WHAT TO PRODUCE: Exactly as written, please repeat the data that follows, but not the pictures.

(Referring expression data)
####################

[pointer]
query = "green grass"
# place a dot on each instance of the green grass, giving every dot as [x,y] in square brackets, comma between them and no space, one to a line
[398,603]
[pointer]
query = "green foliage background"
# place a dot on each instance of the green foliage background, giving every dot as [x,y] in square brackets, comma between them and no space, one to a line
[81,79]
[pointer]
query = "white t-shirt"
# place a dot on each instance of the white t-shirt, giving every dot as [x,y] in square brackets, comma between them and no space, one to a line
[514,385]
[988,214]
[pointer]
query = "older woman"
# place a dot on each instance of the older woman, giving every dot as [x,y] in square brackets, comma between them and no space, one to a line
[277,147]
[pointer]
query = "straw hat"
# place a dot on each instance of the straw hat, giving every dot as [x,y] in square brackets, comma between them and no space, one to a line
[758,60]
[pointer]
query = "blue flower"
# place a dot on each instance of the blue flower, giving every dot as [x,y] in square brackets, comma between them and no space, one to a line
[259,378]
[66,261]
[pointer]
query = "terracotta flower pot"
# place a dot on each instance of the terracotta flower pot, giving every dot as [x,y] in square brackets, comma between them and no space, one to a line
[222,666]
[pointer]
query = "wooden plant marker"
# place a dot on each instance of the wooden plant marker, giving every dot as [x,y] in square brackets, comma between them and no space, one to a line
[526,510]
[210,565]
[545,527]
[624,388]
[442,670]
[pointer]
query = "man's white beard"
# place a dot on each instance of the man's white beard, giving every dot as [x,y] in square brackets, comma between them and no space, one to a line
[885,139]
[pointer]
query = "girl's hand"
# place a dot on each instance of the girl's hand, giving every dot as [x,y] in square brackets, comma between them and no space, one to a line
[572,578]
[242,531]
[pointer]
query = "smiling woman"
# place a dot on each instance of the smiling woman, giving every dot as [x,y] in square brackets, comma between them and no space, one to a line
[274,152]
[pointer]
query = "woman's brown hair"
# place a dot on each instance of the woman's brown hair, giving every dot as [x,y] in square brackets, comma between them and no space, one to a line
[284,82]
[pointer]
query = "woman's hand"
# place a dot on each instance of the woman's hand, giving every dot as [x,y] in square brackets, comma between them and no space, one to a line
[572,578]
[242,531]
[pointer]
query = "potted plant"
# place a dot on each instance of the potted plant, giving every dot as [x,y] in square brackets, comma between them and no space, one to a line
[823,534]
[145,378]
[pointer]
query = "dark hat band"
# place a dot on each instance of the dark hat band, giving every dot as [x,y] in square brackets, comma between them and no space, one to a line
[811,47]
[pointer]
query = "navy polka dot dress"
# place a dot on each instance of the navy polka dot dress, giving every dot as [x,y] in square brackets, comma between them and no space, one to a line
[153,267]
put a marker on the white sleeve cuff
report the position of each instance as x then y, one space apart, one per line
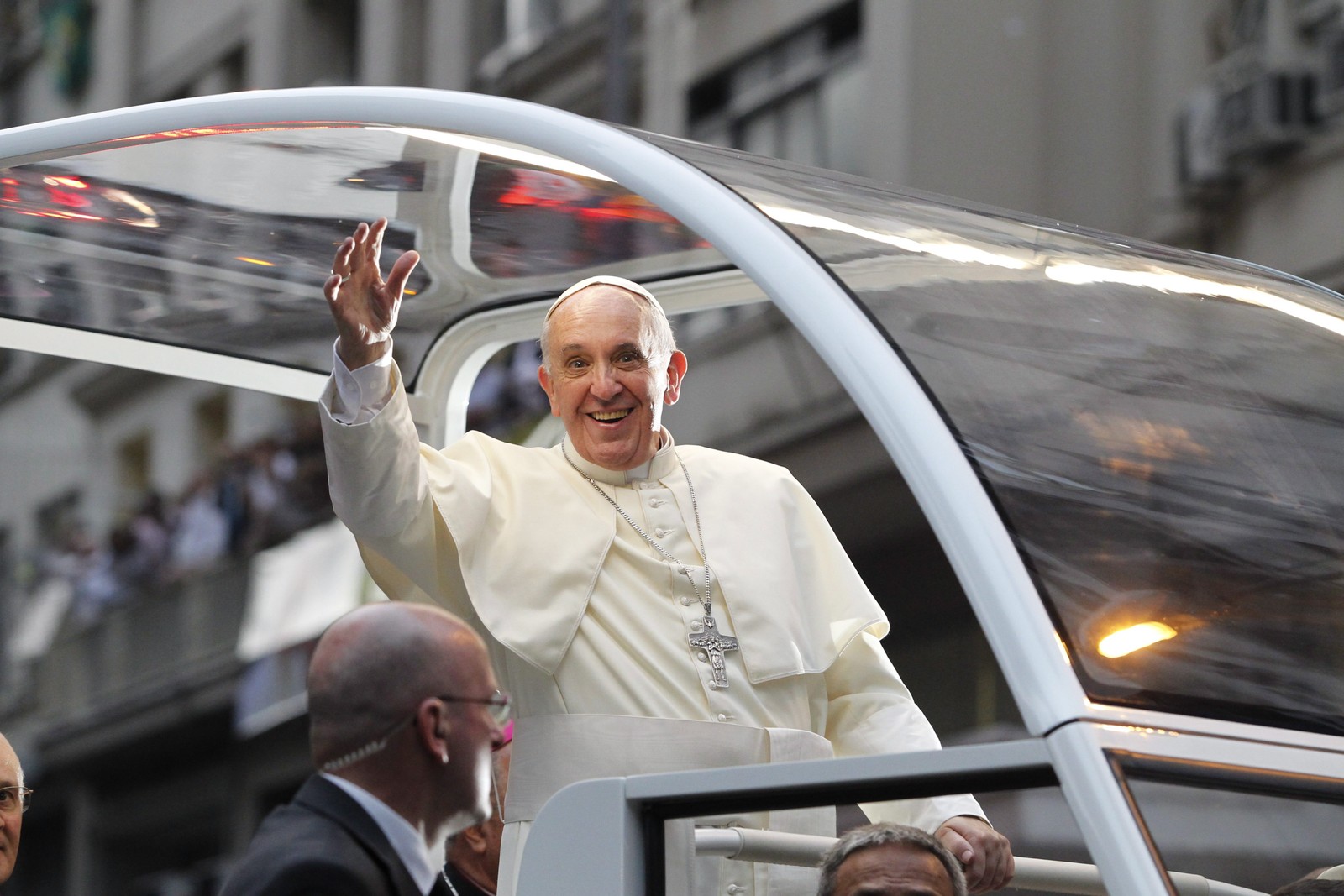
363 392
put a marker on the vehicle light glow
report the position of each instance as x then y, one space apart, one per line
1136 637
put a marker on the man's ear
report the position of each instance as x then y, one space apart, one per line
543 376
676 372
432 727
474 839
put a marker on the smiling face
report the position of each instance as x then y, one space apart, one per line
604 379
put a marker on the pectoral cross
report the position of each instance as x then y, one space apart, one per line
716 645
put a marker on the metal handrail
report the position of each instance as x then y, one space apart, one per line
1042 875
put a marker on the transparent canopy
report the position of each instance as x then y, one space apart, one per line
1162 432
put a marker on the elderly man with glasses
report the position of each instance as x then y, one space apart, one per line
13 802
403 716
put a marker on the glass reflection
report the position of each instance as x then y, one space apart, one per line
1162 432
160 237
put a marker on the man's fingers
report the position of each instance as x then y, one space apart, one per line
375 248
331 288
402 269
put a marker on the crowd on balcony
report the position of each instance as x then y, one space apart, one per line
255 497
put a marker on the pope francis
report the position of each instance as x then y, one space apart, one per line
651 606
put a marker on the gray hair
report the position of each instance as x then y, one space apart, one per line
656 329
880 835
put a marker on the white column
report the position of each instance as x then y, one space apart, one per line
669 31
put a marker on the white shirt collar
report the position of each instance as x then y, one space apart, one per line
421 862
659 466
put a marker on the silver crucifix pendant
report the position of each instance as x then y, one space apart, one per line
714 645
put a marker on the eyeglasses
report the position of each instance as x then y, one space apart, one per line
15 797
501 705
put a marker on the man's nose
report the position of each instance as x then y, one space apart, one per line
605 385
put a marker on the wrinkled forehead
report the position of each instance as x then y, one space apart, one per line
600 313
605 280
10 772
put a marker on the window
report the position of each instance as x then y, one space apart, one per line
797 98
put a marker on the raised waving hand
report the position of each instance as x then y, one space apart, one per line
363 304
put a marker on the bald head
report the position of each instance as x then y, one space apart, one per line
655 329
11 815
374 665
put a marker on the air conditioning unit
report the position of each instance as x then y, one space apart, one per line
1202 164
1330 71
1263 110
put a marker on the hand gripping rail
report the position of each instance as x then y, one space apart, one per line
1043 875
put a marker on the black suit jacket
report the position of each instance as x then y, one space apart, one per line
322 844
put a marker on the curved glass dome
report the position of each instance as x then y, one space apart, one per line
143 235
1162 430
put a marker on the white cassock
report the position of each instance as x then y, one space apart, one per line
588 625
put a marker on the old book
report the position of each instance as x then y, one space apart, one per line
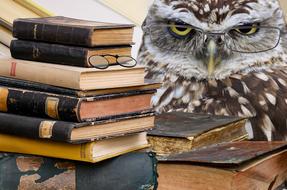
178 132
4 51
38 128
5 36
88 152
13 9
16 83
70 108
19 171
72 77
64 54
230 166
64 30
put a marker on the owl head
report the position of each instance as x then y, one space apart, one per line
207 39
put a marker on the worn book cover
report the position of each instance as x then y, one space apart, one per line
64 30
228 166
130 171
64 54
92 152
24 84
178 132
71 108
72 77
55 130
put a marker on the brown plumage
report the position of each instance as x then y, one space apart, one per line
252 85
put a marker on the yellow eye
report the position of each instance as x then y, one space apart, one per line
248 29
180 30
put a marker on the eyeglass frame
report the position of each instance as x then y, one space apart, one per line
116 57
206 33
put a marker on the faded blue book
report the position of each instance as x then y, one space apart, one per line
133 171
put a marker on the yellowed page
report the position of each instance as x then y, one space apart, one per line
135 10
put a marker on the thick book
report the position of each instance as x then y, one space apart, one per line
131 171
69 132
34 86
92 152
178 132
69 108
11 10
64 30
228 166
72 77
64 54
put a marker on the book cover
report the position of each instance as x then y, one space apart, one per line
29 85
72 77
74 109
64 30
92 152
233 166
178 132
39 128
63 54
19 171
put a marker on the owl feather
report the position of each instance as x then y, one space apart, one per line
246 84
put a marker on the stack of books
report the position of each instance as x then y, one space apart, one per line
56 102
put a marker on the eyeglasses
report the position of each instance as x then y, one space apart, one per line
242 39
104 61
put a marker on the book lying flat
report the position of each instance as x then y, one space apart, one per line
5 36
89 152
64 30
38 128
16 83
18 171
4 51
64 54
228 166
178 132
69 108
72 77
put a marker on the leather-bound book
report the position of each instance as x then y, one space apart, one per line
72 108
229 166
39 128
178 132
64 54
64 30
128 172
72 77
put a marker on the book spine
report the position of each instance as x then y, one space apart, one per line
41 73
52 33
80 152
35 128
63 174
15 83
39 104
52 53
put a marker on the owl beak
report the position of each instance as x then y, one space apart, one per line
212 58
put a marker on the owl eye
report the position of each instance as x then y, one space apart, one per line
180 30
247 29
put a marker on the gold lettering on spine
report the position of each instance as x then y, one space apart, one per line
51 107
3 99
46 129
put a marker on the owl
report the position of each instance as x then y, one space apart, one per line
220 57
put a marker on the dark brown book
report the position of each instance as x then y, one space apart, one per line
16 83
69 108
72 31
64 54
18 171
178 132
39 128
230 166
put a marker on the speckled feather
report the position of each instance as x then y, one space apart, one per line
246 85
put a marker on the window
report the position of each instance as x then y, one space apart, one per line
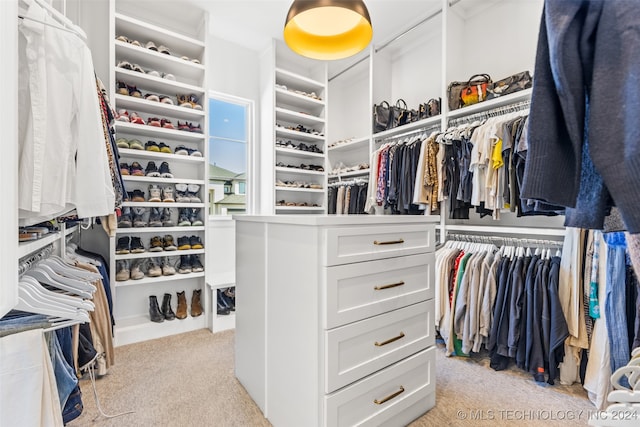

####################

TASK OUTPUT:
[pointer]
query = "green grass"
# place a dot on each instance of the green grass, giving every dot as [x,y] in square brackets, comma between them and no space, one to a line
[398,603]
[pointer]
query = "green foliage background"
# place a dot on each instance of the green foliage background, giving every dot as [x,y] in square brackets, comma between them and no space, one to a line
[81,79]
[pointer]
query = "white t-shirt"
# place a dot on each instance of the white t-shirt, giving every dot as [x,y] in square brackets, comma between them and no space, one to a line
[514,385]
[988,214]
[pointer]
query = "older woman"
# place a dot on each instance of the older woman, giving every dot as [x,y] in square brackets, comma between them and no space, one to a line
[277,147]
[pointer]
query = "straw hat"
# place a dot on each instance of the straw hat, giving every dot as [x,y] in square brackets, comma between them and no space, one to a line
[758,60]
[pointer]
query = "blue flower"
# place a dot on each instance of the blue flower, giving every dot as [x,y] in square brackets, comma between them and no space, one to a line
[259,378]
[66,261]
[pointer]
query = "terracotta flower pot"
# place a dot on each instance of the terracotta flower pot, giving every dot as [x,y] in square brackets, comma between them and no space, one to a line
[222,666]
[pointer]
query = "wooden plant marker"
# place a dot on each instance of the wooden plant marker, giving every dot as [x,y] in square brackets, comma between them and no space, one to a line
[526,510]
[210,565]
[545,527]
[624,388]
[442,670]
[pointer]
query = "man's white beard"
# place a dot on each instance of the man's white beard, giving every dot as [x,y] in square brackets, comma between them and no space, one to a line
[885,139]
[pointer]
query = "girl's hand"
# place a dot on each instance of the girl's hand, giving every dot as [x,y] in square brackets, comma between them and no space, one to a line
[572,578]
[242,531]
[pointer]
query = "smiling woman"
# place a dot on each instance of the smiling woman, giving every dot as [x,y] in square brackets, comma between them and no space, one to a line
[274,152]
[pointer]
query = "woman's brown hair"
# place a dot on each instance of the woman's brown hair, giving every dot as [x,y] in square brackets, comma between them and no space, one to a line
[284,82]
[pointer]
query = "woman's hand"
# place a dot on each instance of the woman's hand, giving every dot as [x,y] in square brackets, comma between them and no space, one to a line
[572,578]
[242,531]
[pointer]
query = "potted plant"
# place a dot on each instance of the potted plant, giving every dot as [x,y] in square brackets, comma between them and no space, one to a line
[823,534]
[145,378]
[pointer]
query = "dark hat band"
# place a dot on each instance of the dark hat band, giving every dot as [x,y] in square brackets, comma between them and no space, one to a line
[811,47]
[pointer]
query = "navy polka dot dress"
# place a dot on each instance of the navy polka dot dress, giving every dot as [x,y] in square brackets, comma between them and no space, one to a line
[153,267]
put a marker on the white sleeve cuff
report the position of each instance as x then y, one space apart, one per line
363 392
put a marker on the vehicle light glow
report the position of each instance as x then y, one space apart, one per line
1136 637
put a marker on the man's ear
report the position of each instance as x then y, one space apart, one per line
543 376
676 372
432 727
474 839
put a marker on the smiling face
report the position of each instance as x then y, one space apart, one per line
604 379
put a marker on the pectoral cross
report the position of each instance as x then y, one space apart, one per line
716 645
put a marker on the metal handrail
report the position of each instance as x then y, one space apart, one per line
1042 875
put a marker on the transparent canopy
report the position of each instance as x then y, one space apart, one per line
1162 432
put a marker on the elderly man with glasses
report the position of each instance as x then y, one space apart, one per line
13 802
403 716
put a marker on the glass reflection
report the position of each instance as x then y, one space apart, one per line
1162 432
160 237
put a marker on the man's fingers
report the position of each instance as x then y, one space apart, one per line
375 248
331 288
402 269
put a marker on the crowd on balcony
report the position of each instance as x then y, one space apart, one per line
255 497
put a marker on the pope francis
report the position of each instance as x then y, one space apart, one per line
651 606
put a marker on the gray hair
report the position of each instance as x then y, one space apart, one per line
656 329
880 835
put a marker on the white column
report the position of each instance as x then y, one space apart, one per line
669 31
put a marker on the white shirt collar
report the position of each instance as x then y, one space apart, one per line
421 862
659 466
put a marker on the silver crucifix pendant
report the position of each instance as x then y, one space apart, one per line
714 645
put a marker on the eyeglasses
report the position of each instance as x then y, one space apart, one per line
15 797
501 705
put a marker on the man's nose
report the position of each instance as x then y, one space apart, one per line
605 385
put a marker on the wrinkled forehead
report the position of each instance as x then y, one space apart, one per line
600 313
605 280
10 772
put a marker on the window
report the position of each instance as x then y, one space apart, one per line
797 98
put a marker on the raised waving hand
report the position of each instance as x then y, one space apart, one per line
363 304
put a marker on the bald head
report the position of each instance as x then y, one space apart, one per line
655 329
11 815
374 665
put a marker on the air conditioning unit
report the position of each instance as x then y, one space apart, one per line
1202 164
1330 71
1263 110
put a marker on the hand gripping rail
report the position of each instance as x then y, one space apart, one per line
1043 875
put a marker on the black suit jacket
report the position of each instance as x then y, one space apart, one per line
322 844
put a marker on the curved glass dome
report the position of each instance as x then y, one space apart, one per line
143 235
1162 430
put a marker on the white cassock
report the position of each instance as x then y, one space apart, one per line
588 625
put a marker on the old book
report the position of each instance as x then y, one space apart, one per line
178 132
4 51
38 128
5 36
88 152
13 9
16 83
70 108
19 171
72 77
64 54
230 166
64 30
put a marker on the owl head
report the position of each instance as x then y, one space apart, one per line
207 39
put a marker on the worn book cover
report the position of each instance as x then y, one space apart, one per line
64 30
228 166
130 171
64 54
92 152
24 84
178 132
71 108
72 77
55 130
put a marker on the brown plumage
report the position of each instance as x then y, one space apart, one per line
252 85
put a marker on the yellow eye
report the position of each instance as x then y, one space apart, one per line
248 29
180 30
put a marker on the eyeglass frame
report the position of each instance as x then y, one space apart, one per line
116 57
206 33
put a marker on the faded blue book
report the position of each instance as x then y, one space apart, one per line
133 171
put a marker on the yellowed page
report the position of each instance as x then y, one space apart, one per line
135 10
put a marker on the thick book
report the position of each instance as x then y, one space apart, one per line
131 171
69 132
34 86
92 152
178 132
69 108
11 10
64 30
228 166
72 77
64 54
put a marker on the book cover
report the position of each instance as x then y, one space apart, one per line
29 85
72 77
74 109
64 30
92 152
233 166
178 132
39 128
63 54
19 171
put a marker on the owl feather
report the position of each instance as x then y, one space apart, one per line
246 84
put a marker on the stack of books
report the position of each instance as x then y, one space apart, one per line
56 102
put a marker on the eyeglasses
report the position of each instance as x then y, one space apart, one per line
242 39
104 61
put a marker on the book lying flat
report the position of each instance as x then y, one space apart, one per line
5 36
89 152
64 30
38 128
16 83
18 171
4 51
64 54
228 166
178 132
69 108
72 77
put a marker on the leather-bound book
report the position of each instance as x then y, one space apart, one per line
72 108
229 166
39 128
178 132
64 54
64 30
128 172
72 77
put a marker on the book spine
report the position of each instance as x then y, one space apart, one per line
41 73
52 33
80 152
35 128
63 174
15 83
39 104
52 53
put a marker on the owl beak
report the position of each instance as x then y, one space apart, one per line
212 58
put a marker on the owl eye
report the position of each instance as x then y, one space apart, one per line
180 30
247 29
put a marker on the gold lettering on spine
report the position of each instance as x then y, one space apart, one per line
51 107
3 99
46 129
put a marker on the owl
report the position of each instance as x then y, one space apart, one per line
220 57
put a marker on the dark brown book
report the position of each instance as x then y, one space apart, one per line
16 83
69 108
72 31
64 54
18 171
178 132
39 128
230 166
put a marker on the speckled feather
report the position of each instance as x then y, one space apart, one per line
246 85
put a marker on the window
report the position of each instance as x then y, one space apart, one per line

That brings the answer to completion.